» **Exercise requirements**
(1) From the passage on the contraception bill, print everything between "The legal right" and "Title X program.", inclusive.
(2) In the passage on the contraception bill, what position does Marjorie Dannenfelser hold?

» **Document excerpt**
---

What’s more, the so-called “contraception” bill could create a federal right to Mifepristone, the abortion drug used to kill an unborn baby during the first ten weeks of pregnancy. The common abortion pill has both “contraceptive and non-contraceptive uses,” and the Democrats’ contraception bill includes language that appears to create a federal right to receive and distribute it. In a letter to Congress, Marjorie Dannenfelser, president of Susan B. Anthony List Pro-Life America, writes:

Because the definition of contraceptives in this bill is overbroad, it could mandate access to abortion drugs. H.R. 8373 states that contraceptives include drugs, devices, or biological products intended for contraception, “whether specifically intended to prevent pregnancy or for other health needs.” This could include noncontroversial applications of the drug but could also include the use of the drug to induce abortion. What follows is that H.R. 8373 would then require the right to obtain a chemical abortion, the right to provide a chemical abortion, and would overturn any law that regulates chemical abortion by singling it out.

The legal right to contraception — or even taxpayer-funded contraception — is not in doubt. There’s no question about that. Not a single state in the country has tried to ban contraception. Back when Mike Pence was a congressman, he introduced a bill to cut off contraceptive funding to Planned Parenthood, but that bill didn’t reduce by even one cent the overall funding for the contraceptive Title X program.

The supposed urgency of the Democrats’

bill is Justice Thomas’s concurrence in the Dobbs decision in which he alone called for the Supreme Court to revisit Obergefell and Griswold, decisions that respectively established a constitutional right to same-sex marriage and to contraception. But there’s no reason to think that a case challenging Griswold would even make it to the Supreme Court. For Griswold to be challenged, a state would first need to pass a law banning contraception. That’s not going to happen. Furthermore, regarding the Supreme Court decision extending a right to contraception to unmarried people, Justice Alito has flatly said, “I do agree with the result.”

---

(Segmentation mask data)
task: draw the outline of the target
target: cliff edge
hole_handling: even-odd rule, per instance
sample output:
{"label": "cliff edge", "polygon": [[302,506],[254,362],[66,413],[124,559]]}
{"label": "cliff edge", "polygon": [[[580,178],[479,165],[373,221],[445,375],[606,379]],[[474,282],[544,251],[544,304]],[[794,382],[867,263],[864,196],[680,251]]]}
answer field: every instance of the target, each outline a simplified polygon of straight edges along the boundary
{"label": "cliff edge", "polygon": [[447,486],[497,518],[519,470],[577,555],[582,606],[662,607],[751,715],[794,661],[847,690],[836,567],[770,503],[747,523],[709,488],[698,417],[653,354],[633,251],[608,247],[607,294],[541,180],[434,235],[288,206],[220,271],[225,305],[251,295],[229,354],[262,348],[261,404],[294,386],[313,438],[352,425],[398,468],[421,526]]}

---

» **Answers to the problems**
(1)
The legal right to contraception — or even taxpayer-funded contraception — is not in doubt. There’s no question about that. Not a single state in the country has tried to ban contraception. Back when Mike Pence was a congressman, he introduced a bill to cut off contraceptive funding to Planned Parenthood, but that bill didn’t reduce by even one cent the overall funding for the contraceptive Title X program.

(2) She is president of Susan B. Anthony List Pro-Life America.